**PROVIDED TEXT:**
------------------------------------------------------------------------

No. 268 Squadron RAF was a Second World War Royal Air Force squadron that operated the North American Mustang on missions over occupied Europe and in support of the D-Day landings.

History

First World War

No.268 Squadron Royal Air Force was originally formed at Kalafrana, Malta in August 1918 as an Anti Submarine Warfare patrol unit flying Sopwith Baby, Shorts 184 and 320 float planes and Felixstowe F.3 flying boats.  The squadron parented in October 1918, 433 and 434 (Seaplane) Flights, which were also based at Kalafrana and used Short 184 seaplanes.  After a short period of service as independent entities, these two flights were absorbed back into No.268 Squadron in March 1919.  The squadron patrolled the Mediterranean surrounding Malta and had only one recorded combat action, an unsuccessful attack on a U-Boat on 14 November 1918.  It was disbanded on 11 October 1919.  The Squadron Commanding Officer Officer was Major A M Cave.

------------------------------------------------------------------------

**DATA SHOWN:**
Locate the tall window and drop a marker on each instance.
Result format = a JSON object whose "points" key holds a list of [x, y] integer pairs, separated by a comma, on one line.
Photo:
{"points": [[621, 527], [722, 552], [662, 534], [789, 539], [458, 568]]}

------------------------------------------------------------------------

**WRITTEN TASKS:**
1/ From the No. 268 Squadron text above, reproduce the passage between "First World War" and "Major A M Cave.", inclusive, with no changes.
2/ Using the No. 268 Squadron text above, answer these questions:
(a) Which aircraft did the squadron operate during the Second World War?
(b) Where and in what month and year was the squadron originally formed?
(c) On what date was the squadron disbanded?

**SOLVED TASKS:**
1/
First World War

No.268 Squadron Royal Air Force was originally formed at Kalafrana, Malta in August 1918 as an Anti Submarine Warfare patrol unit flying Sopwith Baby, Shorts 184 and 320 float planes and Felixstowe F.3 flying boats.  The squadron parented in October 1918, 433 and 434 (Seaplane) Flights, which were also based at Kalafrana and used Short 184 seaplanes.  After a short period of service as independent entities, these two flights were absorbed back into No.268 Squadron in March 1919.  The squadron patrolled the Mediterranean surrounding Malta and had only one recorded combat action, an unsuccessful attack on a U-Boat on 14 November 1918.  It was disbanded on 11 October 1919.  The Squadron Commanding Officer Officer was Major A M Cave.

2/
(a) The North American Mustang.
(b) At Kalafrana, Malta, in August 1918.
(c) 11 October 1919.